### What needs to be done:
Could you please repeat the data below word for word?

Dataset entries:
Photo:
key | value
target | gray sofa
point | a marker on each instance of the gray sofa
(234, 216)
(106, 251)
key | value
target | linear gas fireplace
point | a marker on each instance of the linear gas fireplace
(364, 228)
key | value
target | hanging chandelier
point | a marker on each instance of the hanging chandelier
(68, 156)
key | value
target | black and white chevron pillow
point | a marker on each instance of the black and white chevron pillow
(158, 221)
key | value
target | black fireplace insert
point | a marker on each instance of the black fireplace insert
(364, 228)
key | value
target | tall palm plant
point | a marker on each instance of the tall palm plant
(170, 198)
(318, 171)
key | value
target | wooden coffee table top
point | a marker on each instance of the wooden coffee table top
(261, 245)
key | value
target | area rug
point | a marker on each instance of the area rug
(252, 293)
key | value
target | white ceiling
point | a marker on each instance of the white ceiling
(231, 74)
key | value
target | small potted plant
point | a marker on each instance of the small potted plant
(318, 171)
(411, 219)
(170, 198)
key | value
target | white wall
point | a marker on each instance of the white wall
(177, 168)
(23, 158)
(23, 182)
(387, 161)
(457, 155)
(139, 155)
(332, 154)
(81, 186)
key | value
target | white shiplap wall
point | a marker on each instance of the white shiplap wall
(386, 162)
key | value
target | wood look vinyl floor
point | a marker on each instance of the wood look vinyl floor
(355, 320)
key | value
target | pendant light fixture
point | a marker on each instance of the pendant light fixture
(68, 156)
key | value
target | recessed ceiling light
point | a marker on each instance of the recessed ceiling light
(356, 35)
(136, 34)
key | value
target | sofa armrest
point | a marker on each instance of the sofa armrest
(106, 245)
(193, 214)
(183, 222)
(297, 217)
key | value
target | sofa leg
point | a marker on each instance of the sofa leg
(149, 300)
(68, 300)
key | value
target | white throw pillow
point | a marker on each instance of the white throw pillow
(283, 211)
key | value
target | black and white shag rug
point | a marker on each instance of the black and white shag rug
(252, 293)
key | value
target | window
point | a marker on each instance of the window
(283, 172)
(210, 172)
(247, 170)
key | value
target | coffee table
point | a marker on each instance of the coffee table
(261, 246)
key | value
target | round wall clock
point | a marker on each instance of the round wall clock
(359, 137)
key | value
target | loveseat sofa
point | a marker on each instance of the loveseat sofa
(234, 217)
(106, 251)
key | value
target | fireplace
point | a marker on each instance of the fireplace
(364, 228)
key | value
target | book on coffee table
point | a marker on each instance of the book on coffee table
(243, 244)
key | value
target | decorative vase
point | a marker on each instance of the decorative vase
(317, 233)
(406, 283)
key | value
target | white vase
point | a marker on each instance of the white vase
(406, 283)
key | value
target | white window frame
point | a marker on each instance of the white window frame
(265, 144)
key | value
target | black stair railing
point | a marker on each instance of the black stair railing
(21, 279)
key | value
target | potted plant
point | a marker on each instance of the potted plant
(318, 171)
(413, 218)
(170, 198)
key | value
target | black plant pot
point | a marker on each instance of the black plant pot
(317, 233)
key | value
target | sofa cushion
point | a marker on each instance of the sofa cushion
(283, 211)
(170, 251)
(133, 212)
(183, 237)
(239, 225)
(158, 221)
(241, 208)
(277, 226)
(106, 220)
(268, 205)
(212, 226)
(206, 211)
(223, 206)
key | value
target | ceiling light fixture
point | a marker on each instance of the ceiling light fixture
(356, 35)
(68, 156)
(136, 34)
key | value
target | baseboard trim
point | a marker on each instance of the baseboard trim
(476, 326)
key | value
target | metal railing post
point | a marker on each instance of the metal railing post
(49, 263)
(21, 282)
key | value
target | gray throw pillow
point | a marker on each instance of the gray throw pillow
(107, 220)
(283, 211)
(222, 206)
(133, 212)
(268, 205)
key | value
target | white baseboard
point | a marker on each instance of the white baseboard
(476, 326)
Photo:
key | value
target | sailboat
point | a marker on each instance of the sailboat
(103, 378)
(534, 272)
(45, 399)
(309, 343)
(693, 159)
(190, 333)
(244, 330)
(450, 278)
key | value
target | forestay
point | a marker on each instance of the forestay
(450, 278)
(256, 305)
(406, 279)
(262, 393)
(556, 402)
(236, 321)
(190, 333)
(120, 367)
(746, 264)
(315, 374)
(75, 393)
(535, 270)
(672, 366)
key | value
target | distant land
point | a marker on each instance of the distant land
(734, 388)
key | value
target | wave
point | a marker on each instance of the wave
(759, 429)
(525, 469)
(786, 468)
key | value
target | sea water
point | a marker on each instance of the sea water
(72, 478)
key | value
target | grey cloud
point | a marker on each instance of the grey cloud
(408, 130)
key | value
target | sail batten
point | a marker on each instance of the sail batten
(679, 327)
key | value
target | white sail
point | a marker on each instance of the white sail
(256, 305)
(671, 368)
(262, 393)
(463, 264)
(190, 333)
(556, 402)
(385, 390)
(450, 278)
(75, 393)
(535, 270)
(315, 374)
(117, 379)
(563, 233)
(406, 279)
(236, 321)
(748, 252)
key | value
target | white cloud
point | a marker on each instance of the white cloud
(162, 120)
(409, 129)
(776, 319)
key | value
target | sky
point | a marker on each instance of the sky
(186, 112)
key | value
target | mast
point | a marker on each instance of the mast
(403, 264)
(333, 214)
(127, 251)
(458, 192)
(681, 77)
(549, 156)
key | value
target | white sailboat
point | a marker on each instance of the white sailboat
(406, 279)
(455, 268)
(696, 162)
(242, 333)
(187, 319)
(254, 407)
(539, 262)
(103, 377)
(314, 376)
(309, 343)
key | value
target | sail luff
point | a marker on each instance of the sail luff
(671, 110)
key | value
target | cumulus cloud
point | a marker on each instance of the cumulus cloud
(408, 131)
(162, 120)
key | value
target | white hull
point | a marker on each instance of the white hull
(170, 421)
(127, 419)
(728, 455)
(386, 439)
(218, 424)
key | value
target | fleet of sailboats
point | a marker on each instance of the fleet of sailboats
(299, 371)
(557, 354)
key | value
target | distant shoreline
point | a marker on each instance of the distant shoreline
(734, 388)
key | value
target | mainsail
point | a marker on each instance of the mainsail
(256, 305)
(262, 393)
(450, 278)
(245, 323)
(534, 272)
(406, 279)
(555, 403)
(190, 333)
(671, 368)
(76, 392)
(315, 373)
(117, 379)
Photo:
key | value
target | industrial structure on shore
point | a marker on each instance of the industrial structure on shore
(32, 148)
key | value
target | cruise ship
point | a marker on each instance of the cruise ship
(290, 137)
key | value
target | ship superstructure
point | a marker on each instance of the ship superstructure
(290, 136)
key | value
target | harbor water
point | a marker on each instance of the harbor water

### Output:
Photo:
key | value
target | gray sofa
point | a marker on each instance of the gray sofa
(234, 216)
(106, 251)
key | value
target | linear gas fireplace
point | a marker on each instance of the linear gas fireplace
(364, 228)
key | value
target | hanging chandelier
point | a marker on each instance of the hanging chandelier
(68, 156)
key | value
target | black and white chevron pillow
point | a marker on each instance of the black and white chevron pillow
(158, 221)
key | value
target | black fireplace insert
point | a marker on each instance of the black fireplace insert
(364, 228)
key | value
target | tall palm plant
point | a marker on each instance of the tall palm plant
(170, 198)
(318, 171)
key | value
target | wooden coffee table top
point | a marker on each instance of the wooden coffee table top
(261, 245)
key | value
target | area rug
point | a marker on each instance of the area rug
(252, 293)
key | value
target | white ceiling
point | a marker on each instance of the white ceiling
(231, 74)
key | value
target | small potted plant
point | a marker on each instance of the small potted plant
(318, 171)
(411, 219)
(170, 198)
key | value
target | white wall
point | a marker on each instance of the white wall
(177, 168)
(23, 158)
(23, 182)
(387, 161)
(457, 155)
(139, 155)
(332, 154)
(81, 186)
key | value
target | white shiplap wall
point | a marker on each instance of the white shiplap wall
(386, 162)
key | value
target | wood look vinyl floor
point | a marker on each instance of the wood look vinyl floor
(355, 320)
key | value
target | pendant light fixture
point | a marker on each instance of the pendant light fixture
(68, 156)
key | value
target | recessed ceiling light
point | a marker on each instance of the recessed ceiling light
(356, 35)
(136, 34)
key | value
target | sofa armrest
point | a marker on each instance of the sofa armrest
(106, 245)
(193, 214)
(183, 222)
(297, 217)
key | value
target | sofa leg
point | a marker on each instance of the sofa leg
(149, 300)
(68, 300)
key | value
target | white throw pillow
point | a marker on each instance of the white throw pillow
(283, 211)
key | value
target | black and white shag rug
point | a marker on each instance of the black and white shag rug
(252, 293)
key | value
target | window
point | a marker on each instance of the window
(283, 172)
(210, 172)
(247, 170)
key | value
target | coffee table
point | a marker on each instance of the coffee table
(261, 246)
key | value
target | round wall clock
point | a marker on each instance of the round wall clock
(359, 137)
key | value
target | loveseat sofa
point | a marker on each instance of the loveseat sofa
(234, 217)
(106, 251)
key | value
target | fireplace
point | a marker on each instance of the fireplace
(364, 228)
key | value
target | book on coffee table
point | a marker on each instance of the book on coffee table
(243, 244)
key | value
target | decorative vase
point | a marker on each instance of the decorative vase
(317, 233)
(406, 283)
key | value
target | white vase
point | a marker on each instance of the white vase
(406, 283)
key | value
target | white window frame
point | a marker on each instance of the white window frame
(265, 144)
key | value
target | black stair railing
point | a marker on each instance of the black stair railing
(21, 279)
key | value
target | potted plant
point | a marker on each instance of the potted plant
(318, 171)
(413, 218)
(170, 198)
key | value
target | black plant pot
point | a marker on each instance of the black plant pot
(317, 233)
key | value
target | sofa cushion
point | a marker on each instance of the sofa cushion
(283, 211)
(170, 251)
(133, 212)
(183, 237)
(239, 225)
(158, 221)
(241, 208)
(277, 226)
(106, 220)
(268, 205)
(212, 226)
(206, 211)
(223, 206)
key | value
target | ceiling light fixture
point | a marker on each instance of the ceiling light fixture
(356, 35)
(68, 156)
(136, 34)
key | value
target | baseboard trim
point | a marker on each instance of the baseboard trim
(476, 326)
key | value
target | metal railing post
point | a marker on each instance of the metal railing post
(49, 263)
(21, 282)
key | value
target | gray throw pillow
point | a marker on each instance of the gray throw pillow
(107, 220)
(283, 211)
(222, 206)
(133, 212)
(268, 205)
key | value
target | white baseboard
point | a marker on each instance of the white baseboard
(476, 326)
Photo:
key | value
target | sailboat
point | a marker on each instance of the sailboat
(103, 378)
(534, 272)
(45, 399)
(309, 343)
(693, 159)
(190, 333)
(244, 330)
(450, 278)
key | value
target | forestay
point | a marker on each instance of the forestay
(450, 278)
(256, 305)
(406, 279)
(262, 393)
(556, 402)
(236, 321)
(190, 333)
(120, 367)
(746, 264)
(315, 374)
(75, 393)
(535, 270)
(672, 366)
key | value
target | distant land
point | a marker on each instance of the distant land
(734, 388)
key | value
target | wave
point | a marker on each instance of the wave
(759, 429)
(525, 469)
(786, 468)
key | value
target | sea water
point | a marker on each instance of the sea water
(72, 478)
key | value
target | grey cloud
point | a marker on each instance of the grey cloud
(408, 130)
key | value
target | sail batten
point | a marker on each instance of the sail batten
(679, 327)
key | value
target | white sail
point | a marker on each instance of the white sail
(256, 305)
(671, 368)
(262, 393)
(463, 264)
(190, 333)
(556, 402)
(385, 390)
(450, 278)
(75, 393)
(535, 270)
(315, 374)
(117, 379)
(563, 233)
(406, 279)
(236, 321)
(748, 252)
key | value
target | white cloud
point | a marker on each instance of the white cloud
(162, 120)
(409, 129)
(776, 319)
key | value
target | sky
point | a marker on each instance of the sky
(186, 112)
key | value
target | mast
point | a marker on each instance of the mast
(403, 264)
(333, 214)
(127, 251)
(458, 192)
(681, 77)
(549, 156)
key | value
target | white sailboat
point | a marker on each instance of the white sailboat
(406, 279)
(455, 268)
(696, 162)
(242, 333)
(187, 319)
(254, 407)
(539, 262)
(103, 377)
(314, 376)
(309, 343)
key | value
target | sail luff
point | a marker on each instance of the sail luff
(671, 110)
key | value
target | cumulus cloud
point | a marker on each instance of the cumulus cloud
(408, 131)
(162, 120)
key | value
target | white hull
point | a marker on each instance of the white hull
(170, 421)
(127, 419)
(728, 455)
(386, 439)
(218, 424)
key | value
target | fleet of sailboats
point | a marker on each instance of the fleet of sailboats
(299, 371)
(557, 354)
key | value
target | distant shoreline
point | a marker on each instance of the distant shoreline
(734, 388)
key | value
target | mainsail
point | a marker on each instance of the mainsail
(256, 305)
(262, 393)
(450, 278)
(245, 323)
(534, 272)
(406, 279)
(555, 403)
(190, 333)
(671, 368)
(76, 392)
(315, 373)
(117, 379)
Photo:
key | value
target | industrial structure on shore
point | a marker on each instance of the industrial structure on shore
(32, 148)
key | value
target | cruise ship
point | a marker on each instance of the cruise ship
(290, 137)
key | value
target | ship superstructure
point | a marker on each instance of the ship superstructure
(290, 136)
key | value
target | harbor water
point | a marker on each instance of the harbor water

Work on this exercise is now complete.